● Brief:
Please copy out, word for word, the item lines from the line with "Would you be willing to mark the suit" to the line with "column 210, row 221", both included, and nothing else.

☆ ☆ ☆ ☆ ☆

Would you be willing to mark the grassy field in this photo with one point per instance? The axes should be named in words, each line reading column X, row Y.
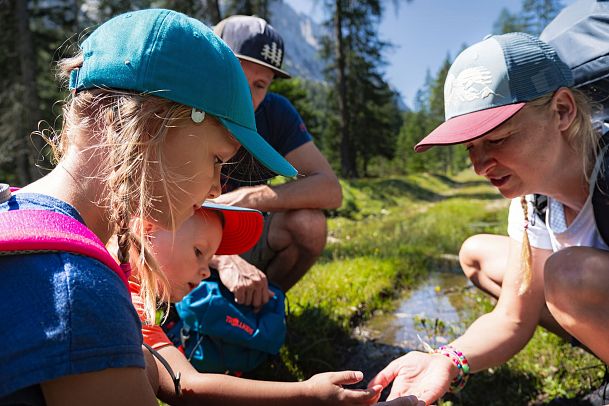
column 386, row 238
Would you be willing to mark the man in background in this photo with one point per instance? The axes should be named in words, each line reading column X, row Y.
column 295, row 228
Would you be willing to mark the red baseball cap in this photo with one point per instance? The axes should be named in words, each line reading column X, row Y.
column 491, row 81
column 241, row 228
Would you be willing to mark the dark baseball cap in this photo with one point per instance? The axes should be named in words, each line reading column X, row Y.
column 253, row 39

☆ ☆ ☆ ☆ ☆

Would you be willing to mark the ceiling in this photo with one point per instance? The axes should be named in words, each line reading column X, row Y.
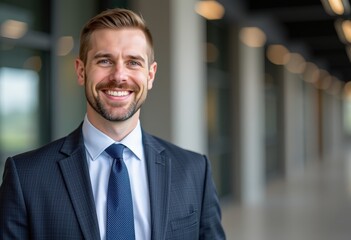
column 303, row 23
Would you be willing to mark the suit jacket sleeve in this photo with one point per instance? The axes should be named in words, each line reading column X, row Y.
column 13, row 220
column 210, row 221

☆ ☆ ☆ ☆ ☆

● Result of this task:
Would you be willing to mark the suit jacket sleeve in this photo with one point per instance? The axes should be named in words, each line reading column X, row Y.
column 13, row 220
column 210, row 221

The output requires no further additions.